EXERCISES TO COMPLETE:
a – Using the interview on the EU election report, decide whether each statement agrees with it: (i) the EU report makes 23 recommendations; (ii) INEC complained of lack of money; (iii) the EU was the only observer organization. For each, answer yes or no and quote the words that decide it.
b – List every abbreviation in the interview on the EU election report that is written entirely in capital letters.

QUOTED TEXT:
○ ○ ○ ○ ○ ○ ○

In an interview, the former presidential candidate of the United Progressive Party (UPP), called on President Bola Ahmed Tinubu to probe the past government of Muhammadu Buhari and recover the nation’s looted funds.
What’s your view on FG’s condemnation of the EU Observer Mission’s report on the past election?
I have followed the reaction of the Presidency and the INEC to the EU Report. I have taken my time to study that report over and over. That report didn’t say anything that many Nigerians are not aware of. My take away from that report is that it makes many salient recommendations. There are 23 recommendations, and it also highlighted six of those recommendations as what would help to deepen our democracy going forward.
So, what I expected, especially INEC to do would be to tell them that we have noted your observations and we would look into those ones that we find that we didn’t do well; we will do our best to address them in future. The EU was not only the Observer organisation, even though they seem to be the most influential of them all. Others wrote their reports, while others are still putting together their final part of their reports. Most of the things said there were things we witnessed here.
INEC made promises and in a situation like this, their promise should be their bond. Nigerians were very enthusiastic believing that the electoral body would live up to its promises; the Buhari government provided INEC with all that they needed in terms of funding and other logistics, they never complained of lack of money. The critical aspect of the promises that they failed and that made many Nigerians to have very serious doubt as to the credibility of the managers of the elections is the promise to transmit result in real time and having the same result uploaded again in real time on the Irev, which should enable Nigerians, including those who were not in Nigeria, to have access to the results as they were coming in. These things failed, and it created the impression that some other things happened behind the scene.

○ ○ ○ ○ ○ ○ ○

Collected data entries
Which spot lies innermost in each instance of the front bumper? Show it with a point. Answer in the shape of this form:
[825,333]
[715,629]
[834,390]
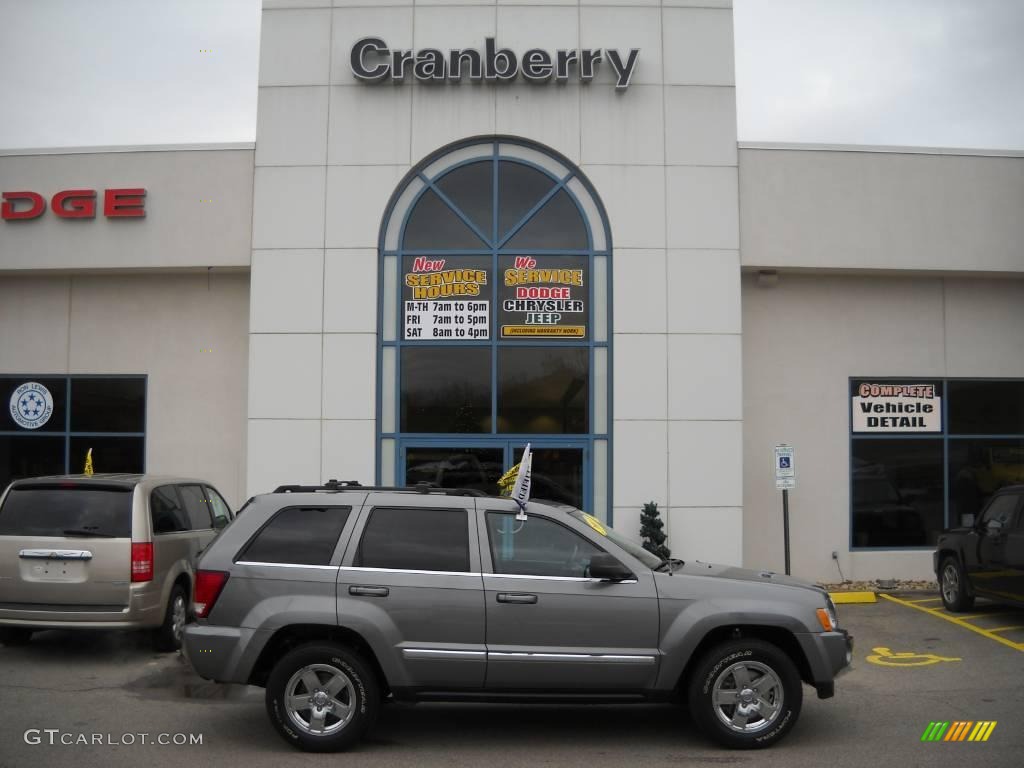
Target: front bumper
[829,654]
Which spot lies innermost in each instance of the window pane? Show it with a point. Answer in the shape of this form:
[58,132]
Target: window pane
[445,389]
[978,469]
[558,224]
[433,225]
[537,547]
[30,456]
[519,188]
[471,188]
[999,513]
[897,493]
[986,407]
[557,474]
[221,512]
[166,510]
[302,536]
[109,454]
[197,507]
[543,390]
[38,403]
[108,404]
[49,511]
[455,468]
[415,540]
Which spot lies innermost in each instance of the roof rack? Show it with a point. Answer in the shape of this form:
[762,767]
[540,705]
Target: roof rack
[336,485]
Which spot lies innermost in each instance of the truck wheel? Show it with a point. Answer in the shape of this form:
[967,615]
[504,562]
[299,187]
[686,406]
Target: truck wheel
[322,697]
[168,636]
[953,586]
[744,694]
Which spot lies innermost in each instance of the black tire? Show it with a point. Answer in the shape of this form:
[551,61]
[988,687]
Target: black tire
[953,586]
[168,636]
[15,635]
[332,666]
[760,718]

○ ○ ○ ○ ○ ○ ○

TASK-BY-TASK OUTPUTS:
a –
(i) Yes: "There are 23 recommendations"
(ii) No: "they never complained of lack of money"
(iii) No: "The EU was not only the Observer organisation"

b – UPP, FG, EU, INEC